*** Passage for review ***
Today, we’re discussing the famous and well-sought-after 1907 Indian Head Penny. This coin reigned supreme in the country for 50 years before losing steam to Lady Liberty.

If you’re interested in adding the 1907 Indian Head Penny to your collection, there are a few things to note. The coin’s value lies in its quality, and you can get as much as $63,000 for a mint state Indian Head Penny in color red.

Last year, Heritage Auctions sold a 1907 Indian Head Penny for $25,200 while this year a lesser valued piece raked in only $1,440. How do you know which variety will rake in thousands of dollars in today’s market?

This review includes all varieties of the 1907 Indian Head Penny, the possible errors, and auction history. Ultimately, you will know if your coin is valuable or worthless. Let’s begin.

What is the Background of the 1907 Indian Head Penny?

1907 Indian Head Penny

From 1859 – 1909, the US used the iconic Indian Head as the face of its cents, making it the longest-running series in the country. It also means the 1907 Indian Head Cent is one of the last mintage of that era.

Coincidentally, the country reached peak immigration in 1907, causing an increase in low-income spenders and earners. That ripple effect saw the increased mintage of low coin denominations, including the 1C Indian Head Penny.
*** End of Passage for review ***
*** Data shown ***
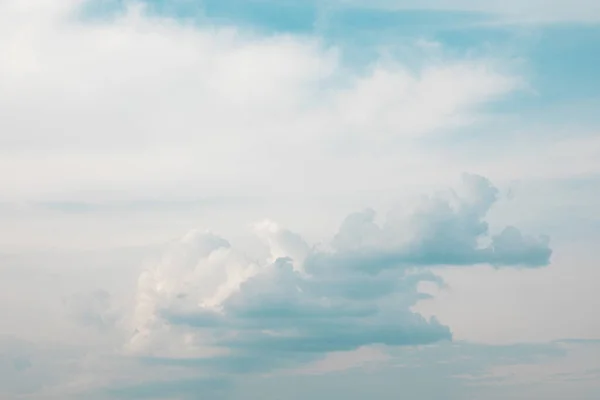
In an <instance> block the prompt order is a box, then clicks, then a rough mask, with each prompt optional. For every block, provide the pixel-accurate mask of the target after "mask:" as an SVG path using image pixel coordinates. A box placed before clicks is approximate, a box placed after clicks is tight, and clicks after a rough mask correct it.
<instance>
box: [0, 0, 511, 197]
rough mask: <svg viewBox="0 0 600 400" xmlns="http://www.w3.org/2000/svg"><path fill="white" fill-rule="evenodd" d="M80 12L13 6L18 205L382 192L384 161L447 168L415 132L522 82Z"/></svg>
*** End of Data shown ***
** Tasks to complete **
A: Answer the following from the passage on the 1907 Indian Head Penny:
(i) For how much did Heritage Auctions sell a 1907 Indian Head Penny last year?
(ii) During which years did the US use the Indian Head on its cents?
(iii) What did the country reach in 1907?
B: Extend the passage on the 1907 Indian Head Penny, beginning after its final sentence.

** Answers provided **
A:
(i) $25,200
(ii) From 1859 to 1909
(iii) Peak immigration

B:
James B. Longacre designed the head of a native Indian chief that covered the coin’s front and the leaf design on the back. He drew inspiration from the previous Flying Eagle series by copying the size in weight and diameter.

Longacre also used the same composition as the former coins. He later reduced the 1907 Indian Head Penny to 3.11g to meet growing demand and maintain favorable production costs. It worked because the Indian Head Penny lasted for 50 years.

Let’s dissect the physical features of the 1907 Indian Head Penny for easy identification.

The 1907 Indian Head Penny Features

  • Series: Indian Head
  • Year of Make: 1907
  • Mintage: 108,137,143
  • Mint Branch: Philadelphia,
  • Composition: 95% Copper, 5% Tin & Zinc | Bronze
  • Weight: 3.11g
  • Diameter: 19mm
  • Edge: Plain

Now let’s discuss the details.

Obverse & Reverse Design: What Does the 1907 Indian Head Penny Look Like?

You can already guess the engraving on the front of the 1907 Indian Head Penny from its name. It has the head of an Indian chief looking left and wearing the traditional headgear. There’s graffiti of tiny dotted circles along the diameter of the obverse and reverse.

1907 Indian Head Penny Obverse

  • LIBERTY: “LIBERTY” is on the base of the crown in capital letters.
  • UNITED STATES OF AMERICA: There’s an engraving of “UNITED STATES” curved in front of the chief’s face and “OF AMERICA” curved behind her head.
  • 1907: Beneath the chief’s neck, there’s a bold inscription of the year “1907”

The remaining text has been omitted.